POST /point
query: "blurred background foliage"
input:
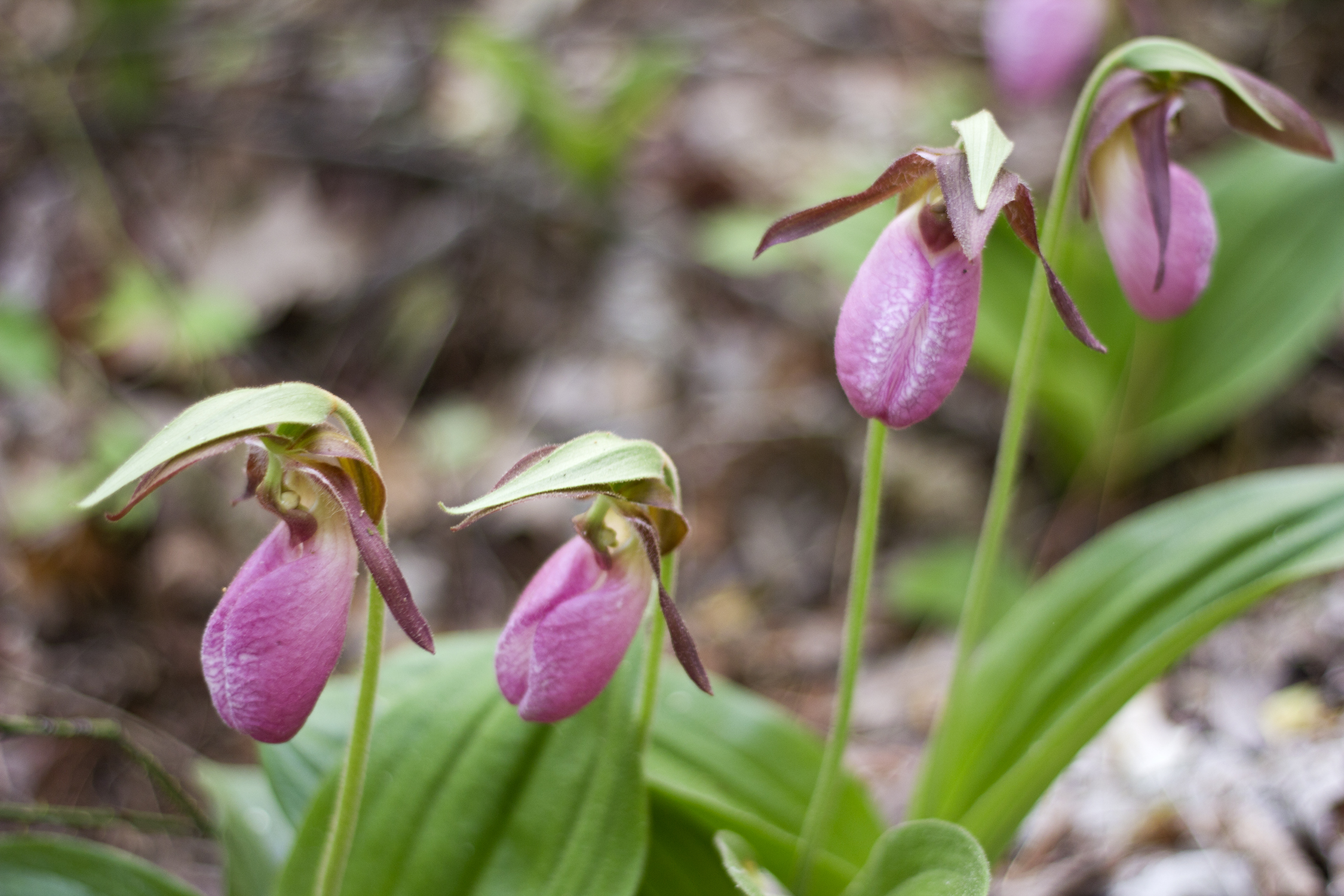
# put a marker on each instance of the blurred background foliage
(503, 223)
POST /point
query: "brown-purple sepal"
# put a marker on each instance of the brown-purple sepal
(1124, 96)
(683, 645)
(168, 469)
(256, 469)
(1302, 132)
(901, 176)
(969, 223)
(1022, 217)
(378, 557)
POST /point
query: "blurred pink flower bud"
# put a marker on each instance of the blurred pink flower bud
(1036, 47)
(905, 331)
(570, 629)
(276, 634)
(1156, 288)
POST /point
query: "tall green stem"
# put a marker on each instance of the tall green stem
(821, 806)
(1012, 435)
(653, 652)
(350, 790)
(658, 625)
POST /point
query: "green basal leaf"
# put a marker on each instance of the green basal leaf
(987, 151)
(296, 769)
(216, 418)
(464, 797)
(1167, 54)
(54, 866)
(1273, 299)
(1105, 622)
(923, 859)
(253, 828)
(739, 861)
(733, 760)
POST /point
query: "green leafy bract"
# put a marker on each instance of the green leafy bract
(923, 859)
(987, 151)
(464, 797)
(1105, 622)
(53, 866)
(1165, 54)
(216, 418)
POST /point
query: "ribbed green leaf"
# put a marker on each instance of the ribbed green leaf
(682, 860)
(216, 418)
(53, 866)
(1117, 613)
(732, 760)
(253, 829)
(1273, 299)
(923, 859)
(735, 753)
(464, 797)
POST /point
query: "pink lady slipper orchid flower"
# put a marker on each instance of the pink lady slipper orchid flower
(1155, 217)
(1038, 47)
(572, 627)
(576, 619)
(276, 634)
(905, 331)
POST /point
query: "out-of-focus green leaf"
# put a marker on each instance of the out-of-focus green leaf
(739, 861)
(51, 866)
(923, 859)
(464, 797)
(932, 584)
(733, 760)
(143, 317)
(29, 348)
(38, 504)
(1105, 622)
(456, 437)
(254, 832)
(216, 418)
(589, 144)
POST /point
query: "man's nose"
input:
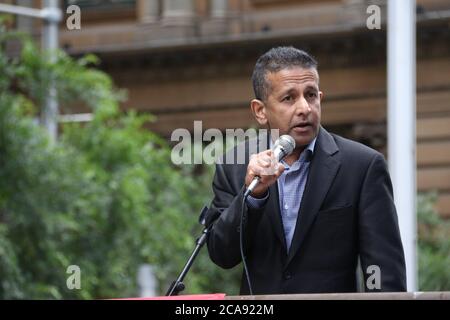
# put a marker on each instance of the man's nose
(302, 106)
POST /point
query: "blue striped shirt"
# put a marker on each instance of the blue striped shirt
(291, 185)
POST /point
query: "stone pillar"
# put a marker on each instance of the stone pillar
(178, 12)
(148, 11)
(219, 8)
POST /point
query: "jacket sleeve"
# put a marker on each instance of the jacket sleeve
(225, 214)
(380, 245)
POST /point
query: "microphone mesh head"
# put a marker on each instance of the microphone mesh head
(287, 143)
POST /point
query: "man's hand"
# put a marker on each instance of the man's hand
(265, 166)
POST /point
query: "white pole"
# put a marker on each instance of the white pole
(50, 45)
(52, 15)
(402, 124)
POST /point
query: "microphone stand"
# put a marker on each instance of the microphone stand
(177, 286)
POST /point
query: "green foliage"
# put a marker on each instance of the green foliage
(434, 247)
(104, 197)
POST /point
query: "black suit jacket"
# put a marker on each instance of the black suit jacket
(347, 210)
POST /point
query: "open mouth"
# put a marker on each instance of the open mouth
(302, 126)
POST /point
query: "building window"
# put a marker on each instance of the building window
(102, 4)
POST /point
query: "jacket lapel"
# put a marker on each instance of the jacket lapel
(273, 210)
(323, 168)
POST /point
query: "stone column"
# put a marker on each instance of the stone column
(219, 8)
(148, 11)
(178, 12)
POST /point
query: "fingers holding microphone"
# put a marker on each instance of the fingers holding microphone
(265, 166)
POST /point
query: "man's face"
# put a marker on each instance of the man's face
(293, 103)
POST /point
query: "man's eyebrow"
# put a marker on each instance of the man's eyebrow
(313, 87)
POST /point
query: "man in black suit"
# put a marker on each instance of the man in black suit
(317, 211)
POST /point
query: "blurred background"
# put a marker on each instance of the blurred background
(104, 195)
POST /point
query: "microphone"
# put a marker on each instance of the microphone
(282, 148)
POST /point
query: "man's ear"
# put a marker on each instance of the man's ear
(259, 111)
==============================
◆ **Problem**
Reproduce all of the material above word for word. Omit the pictures.

◆ **Full response**
POST /point
query: "blurred background foliage"
input:
# put a marker on each instance of the blurred background foliage
(503, 223)
POST /point
query: "brown-purple sepal"
# put a marker on each instance of the brown-purple sepal
(1124, 96)
(683, 645)
(168, 469)
(256, 469)
(1302, 132)
(901, 176)
(969, 223)
(1022, 217)
(378, 557)
POST /point
query: "blurred pink flower bud"
# put a marker on each instance of the blurred pink flower bud
(1036, 47)
(905, 331)
(570, 629)
(276, 634)
(1156, 288)
POST /point
query: "tall green stem"
# put a marker on each instance of the tall green stem
(821, 806)
(1012, 435)
(653, 652)
(350, 790)
(658, 625)
POST /point
query: "green basal leaf"
# put a marker on each instance of the green basal leaf
(987, 151)
(296, 769)
(216, 418)
(464, 797)
(1167, 54)
(54, 866)
(1273, 299)
(1105, 622)
(923, 859)
(253, 828)
(739, 861)
(733, 760)
POST /point
query: "green leafy bract"
# put a marker on each instance of the green leafy bract
(923, 859)
(987, 151)
(464, 797)
(1105, 622)
(53, 866)
(1165, 54)
(216, 418)
POST /point
query: "ribbed green leaf"
# put a marker on each instance of the ribbed green leaf
(682, 860)
(216, 418)
(53, 866)
(1117, 613)
(732, 760)
(253, 829)
(1273, 299)
(923, 859)
(735, 753)
(464, 797)
POST /point
query: "pink lady slipper orchid flower"
# put a marker on each instance of the pink lady slipper orchid flower
(1155, 217)
(1038, 47)
(572, 627)
(576, 619)
(276, 634)
(905, 331)
POST /point
query: "out-of-focus green leaf"
# put a marker on each instance of the out-of-focus green leaf
(739, 861)
(51, 866)
(923, 859)
(464, 797)
(932, 584)
(733, 760)
(143, 317)
(29, 348)
(38, 504)
(1105, 622)
(456, 437)
(254, 832)
(216, 418)
(589, 144)
POST /point
query: "man's nose"
input:
# put a marker on each instance of the man's nose
(302, 106)
POST /point
query: "blue striped shirt"
# put a marker on each instance of the blue striped shirt
(291, 185)
POST /point
query: "stone pillar"
# put a marker on each instance of the stone pillar
(178, 12)
(148, 11)
(219, 8)
POST /point
query: "jacket sleeve"
# put a marker on each instance of the jacket sleeve
(225, 214)
(380, 245)
POST /point
query: "microphone mesh head"
# put a marker on each instance of the microphone mesh head
(287, 143)
POST /point
query: "man's hand"
# put a marker on each instance of the man's hand
(265, 166)
POST /point
query: "white pole"
# put a marker on each instance of the white pole
(50, 45)
(52, 15)
(402, 124)
POST /point
query: "microphone stand"
# put a marker on each instance of the microphone stand
(177, 286)
POST /point
query: "green foliage"
# put a marker on each instance of the green foliage
(434, 247)
(104, 197)
POST /point
query: "black suit jacket"
# put a marker on each instance of the black suit jacket
(347, 210)
POST /point
query: "open mouth"
# put a marker on each instance of the open mouth
(302, 126)
POST /point
query: "building window"
# put a marker on each instance of the building window
(102, 4)
POST /point
query: "jacket lapel"
# put a marker on each instance of the jacket lapel
(273, 210)
(323, 168)
POST /point
query: "stone column"
# put a marker on each instance of the stone column
(219, 8)
(148, 11)
(178, 12)
POST /point
query: "fingers holding microphone"
# put a marker on each instance of the fingers holding microphone
(265, 166)
POST /point
query: "man's face"
# put a marker on each instance of the man's face
(293, 103)
POST /point
query: "man's eyebrow"
# put a marker on each instance of the man's eyebrow
(313, 87)
POST /point
query: "man in black suit"
# put a marker on each instance of the man in black suit
(317, 211)
POST /point
query: "blurred background"
# put a marker on each instance of the blurred background
(104, 195)
POST /point
query: "microphone"
# put a marker on each instance of the microphone
(282, 148)
POST /point
query: "man's ear"
# put a marker on each instance of the man's ear
(259, 111)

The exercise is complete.